Goal of the exercise
The output has to be the full set of records, reproduced exactly, minus any picture.

Entries shown
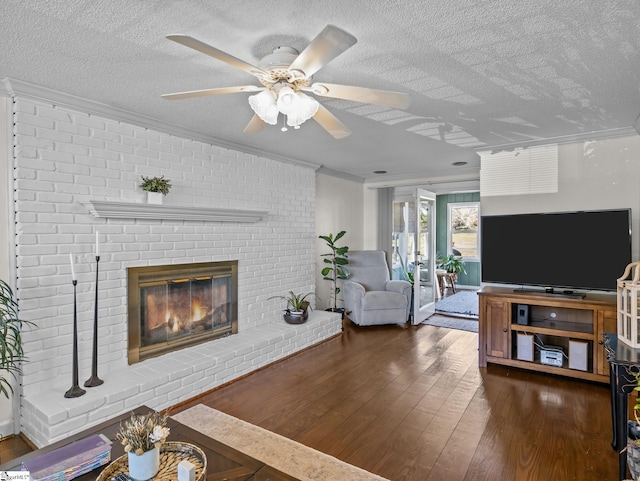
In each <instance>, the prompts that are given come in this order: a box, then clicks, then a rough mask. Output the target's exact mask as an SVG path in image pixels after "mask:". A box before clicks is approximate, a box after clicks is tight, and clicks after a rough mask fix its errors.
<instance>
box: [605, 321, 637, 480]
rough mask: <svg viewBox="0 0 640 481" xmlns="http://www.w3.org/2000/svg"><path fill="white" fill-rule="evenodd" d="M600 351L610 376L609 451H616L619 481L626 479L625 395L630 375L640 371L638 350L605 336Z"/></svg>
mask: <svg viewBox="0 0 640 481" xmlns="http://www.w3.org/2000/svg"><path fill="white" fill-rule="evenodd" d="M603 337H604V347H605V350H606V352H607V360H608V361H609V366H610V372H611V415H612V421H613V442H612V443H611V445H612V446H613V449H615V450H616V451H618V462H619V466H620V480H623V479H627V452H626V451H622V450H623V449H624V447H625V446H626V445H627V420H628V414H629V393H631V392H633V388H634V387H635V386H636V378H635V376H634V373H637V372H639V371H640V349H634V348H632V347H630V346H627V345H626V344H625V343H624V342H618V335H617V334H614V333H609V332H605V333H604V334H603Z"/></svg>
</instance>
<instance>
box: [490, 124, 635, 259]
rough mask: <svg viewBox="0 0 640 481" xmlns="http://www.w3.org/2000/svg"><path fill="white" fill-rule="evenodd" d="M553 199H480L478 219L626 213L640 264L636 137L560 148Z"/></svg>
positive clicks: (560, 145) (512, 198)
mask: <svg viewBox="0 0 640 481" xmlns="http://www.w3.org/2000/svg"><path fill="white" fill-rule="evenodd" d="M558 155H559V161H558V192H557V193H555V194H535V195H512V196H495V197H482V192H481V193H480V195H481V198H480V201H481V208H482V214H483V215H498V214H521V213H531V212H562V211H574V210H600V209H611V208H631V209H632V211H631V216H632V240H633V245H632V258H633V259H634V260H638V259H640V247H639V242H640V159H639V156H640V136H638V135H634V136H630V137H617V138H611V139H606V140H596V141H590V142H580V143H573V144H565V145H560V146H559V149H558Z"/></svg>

Reply
In each <instance>, the prompts that are given come in this order: a box, then clicks, then a rough mask. Output the target's exact mask as an SVG path in image pixels after "mask:". A box before clicks is approximate, a box after clicks is tight, and clicks after a rough mask fix its errors.
<instance>
box: [605, 321, 637, 480]
rough mask: <svg viewBox="0 0 640 481" xmlns="http://www.w3.org/2000/svg"><path fill="white" fill-rule="evenodd" d="M600 351L610 376L609 451H616L619 481L626 479L625 395L630 375L640 371L638 350L605 336Z"/></svg>
mask: <svg viewBox="0 0 640 481" xmlns="http://www.w3.org/2000/svg"><path fill="white" fill-rule="evenodd" d="M603 337H604V347H605V350H606V352H607V360H608V361H609V366H610V372H611V415H612V421H613V442H612V443H611V445H612V446H613V449H615V450H616V451H618V462H619V466H620V480H623V479H627V452H626V451H622V450H623V449H624V447H625V446H626V445H627V420H628V414H629V393H631V392H633V388H634V387H635V386H636V378H635V376H634V373H637V372H639V371H640V349H634V348H632V347H630V346H627V345H626V344H625V343H624V342H618V335H617V334H614V333H609V332H605V333H604V334H603Z"/></svg>
</instance>
<instance>
box: [490, 124, 635, 259]
rough mask: <svg viewBox="0 0 640 481" xmlns="http://www.w3.org/2000/svg"><path fill="white" fill-rule="evenodd" d="M553 199H480L478 219L626 213L640 264L636 137L560 148Z"/></svg>
positive clicks: (560, 145) (512, 198)
mask: <svg viewBox="0 0 640 481" xmlns="http://www.w3.org/2000/svg"><path fill="white" fill-rule="evenodd" d="M558 155H559V161H558V192H557V193H555V194H535V195H512V196H495V197H482V192H481V193H480V195H481V198H480V201H481V208H482V214H483V215H498V214H521V213H531V212H562V211H574V210H600V209H611V208H631V209H632V211H631V216H632V240H633V245H632V258H633V259H634V260H638V259H640V247H639V242H640V159H639V156H640V136H638V135H634V136H630V137H617V138H611V139H606V140H596V141H590V142H580V143H573V144H565V145H560V146H559V149H558Z"/></svg>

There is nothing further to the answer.